§ **Passage provided**:
■ ■ ■ ■ ■

If TurboQuant 3-bit KV becomes standard, the VRAM context table above roughly doubles: an 8B model on 24 GB at 3-bit KV would reach 128K comfortably instead of needing Q8 at 128K. A 70B model on 96 GB at 3-bit KV would push past 200K context.

Status (April 2026): No official Google implementation. Community ports exist for llama.cpp (TQ3_0 format, not merged), vLLM (Triton kernels, not merged), and PyTorch/HuggingFace. None are in mainline frameworks yet. Official integration expected Q2-Q3 2026.

■ ■ ■ ■ ■

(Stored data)
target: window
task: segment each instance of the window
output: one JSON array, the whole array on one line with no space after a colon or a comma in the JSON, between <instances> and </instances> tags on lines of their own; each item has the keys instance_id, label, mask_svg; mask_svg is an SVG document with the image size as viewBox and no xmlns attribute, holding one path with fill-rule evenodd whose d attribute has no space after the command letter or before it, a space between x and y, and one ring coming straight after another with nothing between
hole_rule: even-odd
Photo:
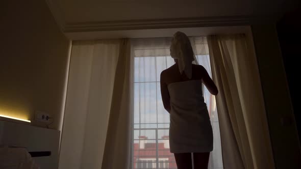
<instances>
[{"instance_id":1,"label":"window","mask_svg":"<svg viewBox=\"0 0 301 169\"><path fill-rule=\"evenodd\" d=\"M169 152L169 114L163 107L160 86L161 72L174 63L169 55L170 40L139 39L132 43L134 60L135 168L177 168L173 155ZM211 74L209 55L204 52L208 51L206 39L196 37L192 40L197 60ZM215 99L206 89L204 95L214 136L214 150L210 157L209 168L222 168Z\"/></svg>"}]
</instances>

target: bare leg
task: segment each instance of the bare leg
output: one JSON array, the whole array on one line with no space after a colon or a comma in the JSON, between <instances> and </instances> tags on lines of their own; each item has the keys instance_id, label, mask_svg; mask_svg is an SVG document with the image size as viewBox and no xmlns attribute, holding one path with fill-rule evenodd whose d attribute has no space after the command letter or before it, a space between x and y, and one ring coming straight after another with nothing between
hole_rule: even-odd
<instances>
[{"instance_id":1,"label":"bare leg","mask_svg":"<svg viewBox=\"0 0 301 169\"><path fill-rule=\"evenodd\" d=\"M210 152L194 153L193 164L195 169L208 169Z\"/></svg>"},{"instance_id":2,"label":"bare leg","mask_svg":"<svg viewBox=\"0 0 301 169\"><path fill-rule=\"evenodd\" d=\"M191 153L174 153L178 169L192 169Z\"/></svg>"}]
</instances>

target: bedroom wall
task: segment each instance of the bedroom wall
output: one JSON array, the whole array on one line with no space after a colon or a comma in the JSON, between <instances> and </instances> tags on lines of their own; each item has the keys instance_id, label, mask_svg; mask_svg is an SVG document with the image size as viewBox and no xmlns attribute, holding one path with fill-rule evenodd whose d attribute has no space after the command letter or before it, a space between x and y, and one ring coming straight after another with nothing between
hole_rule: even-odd
<instances>
[{"instance_id":1,"label":"bedroom wall","mask_svg":"<svg viewBox=\"0 0 301 169\"><path fill-rule=\"evenodd\" d=\"M60 130L70 42L44 1L0 8L0 114L32 121L44 111L53 118L49 127Z\"/></svg>"}]
</instances>

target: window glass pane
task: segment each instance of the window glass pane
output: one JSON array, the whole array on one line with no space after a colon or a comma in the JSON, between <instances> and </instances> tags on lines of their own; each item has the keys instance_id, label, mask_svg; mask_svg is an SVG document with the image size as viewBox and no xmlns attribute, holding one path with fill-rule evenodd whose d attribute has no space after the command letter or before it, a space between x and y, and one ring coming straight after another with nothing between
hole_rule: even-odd
<instances>
[{"instance_id":1,"label":"window glass pane","mask_svg":"<svg viewBox=\"0 0 301 169\"><path fill-rule=\"evenodd\" d=\"M208 53L206 39L202 37L195 38L196 49L200 51L197 53L203 53L196 55L196 59L211 76L210 58L206 54ZM157 41L162 42L159 39ZM177 168L174 157L169 150L169 114L162 101L160 84L161 73L173 65L174 61L167 55L169 53L166 52L166 42L149 46L144 42L139 46L140 51L137 53L139 54L134 58L134 168ZM163 49L165 54L158 52ZM222 169L215 98L205 87L203 96L214 138L214 149L210 155L208 168Z\"/></svg>"}]
</instances>

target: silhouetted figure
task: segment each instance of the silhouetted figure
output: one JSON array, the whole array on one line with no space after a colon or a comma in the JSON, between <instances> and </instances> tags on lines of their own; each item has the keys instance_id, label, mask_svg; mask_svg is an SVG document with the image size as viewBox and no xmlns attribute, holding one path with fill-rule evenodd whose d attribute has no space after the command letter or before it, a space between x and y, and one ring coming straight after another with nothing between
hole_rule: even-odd
<instances>
[{"instance_id":1,"label":"silhouetted figure","mask_svg":"<svg viewBox=\"0 0 301 169\"><path fill-rule=\"evenodd\" d=\"M192 64L194 54L188 37L178 32L170 46L175 63L161 74L164 108L170 114L169 146L179 169L207 169L213 149L212 128L202 93L204 83L213 95L217 88L204 67Z\"/></svg>"}]
</instances>

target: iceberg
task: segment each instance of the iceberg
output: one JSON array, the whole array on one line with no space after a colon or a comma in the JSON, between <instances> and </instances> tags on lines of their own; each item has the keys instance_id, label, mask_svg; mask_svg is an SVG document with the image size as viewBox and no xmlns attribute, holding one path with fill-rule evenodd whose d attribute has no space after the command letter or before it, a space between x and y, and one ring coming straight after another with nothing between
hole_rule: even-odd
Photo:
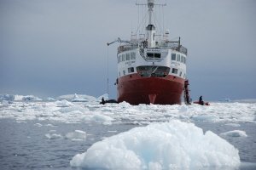
<instances>
[{"instance_id":1,"label":"iceberg","mask_svg":"<svg viewBox=\"0 0 256 170\"><path fill-rule=\"evenodd\" d=\"M238 150L211 131L180 121L151 123L95 143L71 167L99 169L236 168Z\"/></svg>"}]
</instances>

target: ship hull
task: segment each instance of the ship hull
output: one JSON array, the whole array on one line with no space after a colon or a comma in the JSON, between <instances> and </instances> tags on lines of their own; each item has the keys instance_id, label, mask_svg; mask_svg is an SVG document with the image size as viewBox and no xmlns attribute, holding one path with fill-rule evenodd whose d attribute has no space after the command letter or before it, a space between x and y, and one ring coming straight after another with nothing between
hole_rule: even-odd
<instances>
[{"instance_id":1,"label":"ship hull","mask_svg":"<svg viewBox=\"0 0 256 170\"><path fill-rule=\"evenodd\" d=\"M118 80L118 102L131 105L181 104L184 79L168 75L166 77L142 77L132 74Z\"/></svg>"}]
</instances>

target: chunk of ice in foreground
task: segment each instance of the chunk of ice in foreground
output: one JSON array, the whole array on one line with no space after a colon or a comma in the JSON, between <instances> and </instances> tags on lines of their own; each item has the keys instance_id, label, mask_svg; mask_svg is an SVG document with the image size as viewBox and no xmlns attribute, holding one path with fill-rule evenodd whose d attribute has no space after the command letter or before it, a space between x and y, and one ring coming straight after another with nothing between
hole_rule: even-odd
<instances>
[{"instance_id":1,"label":"chunk of ice in foreground","mask_svg":"<svg viewBox=\"0 0 256 170\"><path fill-rule=\"evenodd\" d=\"M192 123L172 121L135 128L95 143L70 162L99 169L207 169L238 167L238 150Z\"/></svg>"}]
</instances>

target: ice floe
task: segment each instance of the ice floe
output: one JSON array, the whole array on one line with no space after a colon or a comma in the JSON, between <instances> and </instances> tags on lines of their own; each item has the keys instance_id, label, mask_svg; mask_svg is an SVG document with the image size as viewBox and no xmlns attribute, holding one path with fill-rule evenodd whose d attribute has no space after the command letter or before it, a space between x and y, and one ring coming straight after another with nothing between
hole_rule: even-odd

■ ■ ■ ■ ■

§ **Tasks to perform**:
- 1) According to the TurboQuant passage, why would an 8B model on 24 GB no longer need Q8 to reach 128K context?
- 2) How would you render this sentence from the TurboQuant passage in Spanish: "A 70B model on 96 GB at 3-bit KV would push past 200K context."
- 3) Return the portion of the TurboQuant passage between "If TurboQuant 3-bit" and "expected Q2-Q3 2026.", inclusive.
These rows were drawn from a separate source, unrelated to the TurboQuant passage.

§ **Answers for the exercise**:
- 1) With 3-bit KV, the VRAM context table would roughly double. An 8B model on 24 GB could then reach 128K comfortably instead of needing Q8 at 128K.

- 2) Un modelo de 70B con 96 GB y KV de 3 bits superaría los 200K de contexto.

- 3)
If TurboQuant 3-bit KV becomes standard, the VRAM context table above roughly doubles: an 8B model on 24 GB at 3-bit KV would reach 128K comfortably instead of needing Q8 at 128K. A 70B model on 96 GB at 3-bit KV would push past 200K context.

Status (April 2026): No official Google implementation. Community ports exist for llama.cpp (TQ3_0 format, not merged), vLLM (Triton kernels, not merged), and PyTorch/HuggingFace. None are in mainline frameworks yet. Official integration expected Q2-Q3 2026.